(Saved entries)
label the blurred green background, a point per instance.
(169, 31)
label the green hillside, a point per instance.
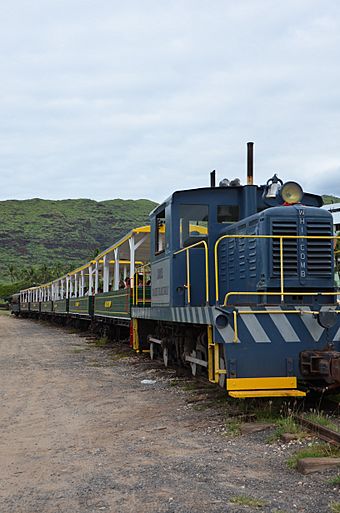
(62, 233)
(330, 199)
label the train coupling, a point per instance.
(324, 365)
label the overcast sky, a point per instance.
(104, 98)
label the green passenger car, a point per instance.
(46, 306)
(82, 306)
(60, 306)
(117, 303)
(35, 306)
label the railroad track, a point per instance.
(326, 434)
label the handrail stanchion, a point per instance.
(281, 270)
(188, 285)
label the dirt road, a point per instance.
(80, 433)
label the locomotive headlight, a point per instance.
(291, 192)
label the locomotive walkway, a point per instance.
(80, 433)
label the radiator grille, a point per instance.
(287, 227)
(319, 251)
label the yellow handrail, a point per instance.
(298, 293)
(188, 285)
(135, 293)
(281, 239)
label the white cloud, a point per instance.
(105, 99)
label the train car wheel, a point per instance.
(166, 356)
(192, 364)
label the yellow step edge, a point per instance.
(243, 394)
(261, 383)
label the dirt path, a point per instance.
(80, 433)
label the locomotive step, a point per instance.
(243, 394)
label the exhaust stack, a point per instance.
(213, 178)
(250, 163)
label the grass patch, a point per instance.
(335, 481)
(315, 450)
(243, 500)
(119, 356)
(188, 387)
(101, 342)
(233, 427)
(286, 425)
(321, 419)
(174, 383)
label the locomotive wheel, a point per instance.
(165, 356)
(222, 377)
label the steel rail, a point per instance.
(326, 434)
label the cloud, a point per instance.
(135, 99)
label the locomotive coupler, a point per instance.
(324, 365)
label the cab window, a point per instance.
(193, 224)
(228, 213)
(160, 232)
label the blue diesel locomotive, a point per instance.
(236, 282)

- _TRY IT_:
Write out again, exactly, the line containing "label the dirt path, a point per instance." and every later line of the records. Omit the rest.

- _ANSWER SECTION_:
label the dirt path, a point per instance.
(80, 433)
label the locomotive step, a point per instance.
(243, 394)
label the exhaust stack, a point per instance.
(213, 178)
(250, 163)
label the grass patch, a point per instance.
(335, 481)
(315, 450)
(243, 500)
(119, 356)
(188, 387)
(101, 342)
(233, 427)
(286, 425)
(321, 419)
(174, 383)
label the locomotive wheel, a point per instance.
(165, 356)
(222, 377)
label the steel rail, a point per instance.
(326, 434)
label the cloud, a point per instance.
(135, 99)
label the locomotive coupler, a point per instance.
(324, 365)
label the cab window, a point per instance.
(193, 224)
(228, 213)
(160, 232)
label the blue diesel locomotive, a point per instance.
(236, 282)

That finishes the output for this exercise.